Article:
::::::
# Air Cleaner



## BABYBURR (Nov 4, 2021)

Well, I’ve looked and looked without success to find a 1/16 scale custom air cleaner. So, can anyone give me an idea of how to find one or to make one? I’m gonna look at Ace hardware for a small thin washer that maybe could work. I don’t know??? Ideas?
Thanks


----------



## Milton Fox Racing (May 27, 2014)

Surprised the 3D people dont have one.

If you are going hardware supply, the thin one might work for the lid but maybe a rubber or hard plastic for the base.


----------



## Milton Fox Racing (May 27, 2014)

How about PVC pipe? If you can find a close diameter - you could then customize the height!


----------



## BABYBURR (Nov 4, 2021)

Great ideas guys. Thanks


----------



## aussiemuscle308 (Dec 2, 2014)

it depends what style you're looking for and how much you're willing to spend.
try sandwiching foam between styrene disks. the foam from meat trays looks quite reasonable.
or








Air Cleaner 5/8 x 5/32 (1/25 & 1/24)


Visit Model Roundup for Model Car Kits - The best site for plastic model car kits! We have a large variety of current and out of production vintage plastic and resin model car kits to choose from. We also carry detailing and finishing supplies such as paints, photo-etch, decals, and adhesives.



www.modelroundup.com












1:12 Scale Air Filter by JatoTheRipper on Shapeways


Check out 1:12 Scale Air Filter by JatoTheRipper on Shapeways and discover more 3D printed products in Vehicles.




www.shapeways.com


----------



## Andy Oldenburg (Feb 16, 2021)

There are so many air cleaner designs possible. My usual first step is to check out the net what kind of styles are common with the model i´m planing to build. Or I just doodle around and discover something striking, interesting or matching to my plans. Second step is checking my skills and materials, if I can build it myself (sheet styrene, foam, metal...). If not, then you can check suppliers. Good luck!


----------
::::::
Supplied material:
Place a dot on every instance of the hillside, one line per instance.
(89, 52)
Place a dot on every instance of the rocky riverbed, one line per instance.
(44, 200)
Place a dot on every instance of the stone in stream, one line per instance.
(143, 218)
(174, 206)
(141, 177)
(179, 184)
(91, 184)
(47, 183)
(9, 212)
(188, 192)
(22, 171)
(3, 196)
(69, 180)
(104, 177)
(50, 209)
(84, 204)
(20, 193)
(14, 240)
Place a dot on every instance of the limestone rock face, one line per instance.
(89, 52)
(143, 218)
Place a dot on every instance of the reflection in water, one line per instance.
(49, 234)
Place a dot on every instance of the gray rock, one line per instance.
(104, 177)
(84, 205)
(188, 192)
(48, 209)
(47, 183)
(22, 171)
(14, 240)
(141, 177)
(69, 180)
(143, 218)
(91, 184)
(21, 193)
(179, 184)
::::::
Task description: Can you transcribe the entire air cleaner thread word for word? The lines above have nothing to do with what comes next.

Written reply:
# Air Cleaner



## BABYBURR (Nov 4, 2021)

Well, I’ve looked and looked without success to find a 1/16 scale custom air cleaner. So, can anyone give me an idea of how to find one or to make one? I’m gonna look at Ace hardware for a small thin washer that maybe could work. I don’t know??? Ideas?
Thanks


----------



## Milton Fox Racing (May 27, 2014)

Surprised the 3D people dont have one.

If you are going hardware supply, the thin one might work for the lid but maybe a rubber or hard plastic for the base.


----------



## Milton Fox Racing (May 27, 2014)

How about PVC pipe? If you can find a close diameter - you could then customize the height!


----------



## BABYBURR (Nov 4, 2021)

Great ideas guys. Thanks


----------



## aussiemuscle308 (Dec 2, 2014)

it depends what style you're looking for and how much you're willing to spend.
try sandwiching foam between styrene disks. the foam from meat trays looks quite reasonable.
or








Air Cleaner 5/8 x 5/32 (1/25 & 1/24)


Visit Model Roundup for Model Car Kits - The best site for plastic model car kits! We have a large variety of current and out of production vintage plastic and resin model car kits to choose from. We also carry detailing and finishing supplies such as paints, photo-etch, decals, and adhesives.



www.modelroundup.com












1:12 Scale Air Filter by JatoTheRipper on Shapeways


Check out 1:12 Scale Air Filter by JatoTheRipper on Shapeways and discover more 3D printed products in Vehicles.




www.shapeways.com


----------



## Andy Oldenburg (Feb 16, 2021)

There are so many air cleaner designs possible. My usual first step is to check out the net what kind of styles are common with the model i´m planing to build. Or I just doodle around and discover something striking, interesting or matching to my plans. Second step is checking my skills and materials, if I can build it myself (sheet styrene, foam, metal...). If not, then you can check suppliers. Good luck!


----------